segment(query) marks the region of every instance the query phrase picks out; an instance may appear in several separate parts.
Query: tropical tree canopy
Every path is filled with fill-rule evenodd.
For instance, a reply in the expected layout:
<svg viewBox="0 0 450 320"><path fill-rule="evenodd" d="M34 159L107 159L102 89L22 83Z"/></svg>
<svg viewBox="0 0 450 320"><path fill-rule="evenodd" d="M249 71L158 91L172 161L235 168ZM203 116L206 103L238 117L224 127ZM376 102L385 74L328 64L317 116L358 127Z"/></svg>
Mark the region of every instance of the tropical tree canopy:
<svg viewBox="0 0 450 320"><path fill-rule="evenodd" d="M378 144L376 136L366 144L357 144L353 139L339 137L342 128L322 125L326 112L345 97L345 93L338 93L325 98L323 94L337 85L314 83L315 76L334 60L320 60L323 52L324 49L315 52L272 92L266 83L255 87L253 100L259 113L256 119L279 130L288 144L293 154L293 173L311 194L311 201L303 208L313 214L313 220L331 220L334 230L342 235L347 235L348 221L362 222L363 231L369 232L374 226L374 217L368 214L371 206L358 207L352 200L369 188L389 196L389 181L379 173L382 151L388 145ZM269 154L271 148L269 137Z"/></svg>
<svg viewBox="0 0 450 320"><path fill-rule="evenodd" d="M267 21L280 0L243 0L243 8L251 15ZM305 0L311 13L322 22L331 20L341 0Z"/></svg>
━━━━━━━━━━━━━━━━━━━━
Your assignment: What you give back should be the lines from the one with "159L107 159L102 89L22" to the end of the data, copied exactly, both ends included.

Task response:
<svg viewBox="0 0 450 320"><path fill-rule="evenodd" d="M34 159L107 159L102 89L22 83Z"/></svg>
<svg viewBox="0 0 450 320"><path fill-rule="evenodd" d="M249 71L158 91L172 161L235 168ZM203 116L206 103L238 117L224 127ZM376 102L385 74L328 64L317 116L358 127Z"/></svg>
Mark the region of every instance of the tropical tree canopy:
<svg viewBox="0 0 450 320"><path fill-rule="evenodd" d="M378 144L376 136L366 144L357 144L353 139L339 137L342 128L322 125L326 112L345 97L345 93L338 93L325 98L323 94L337 85L314 83L315 76L334 60L320 60L323 52L324 49L315 52L272 92L266 83L255 87L253 100L259 113L256 119L279 130L288 144L293 154L293 173L311 194L311 201L303 208L313 214L313 220L331 220L334 230L342 235L347 235L348 221L362 222L363 231L369 232L374 226L374 217L368 214L371 206L358 207L352 200L369 188L389 196L389 181L379 173L382 151L388 145ZM269 154L271 148L269 137Z"/></svg>
<svg viewBox="0 0 450 320"><path fill-rule="evenodd" d="M267 21L280 0L243 0L243 8L251 15ZM305 0L311 13L322 22L331 20L341 0Z"/></svg>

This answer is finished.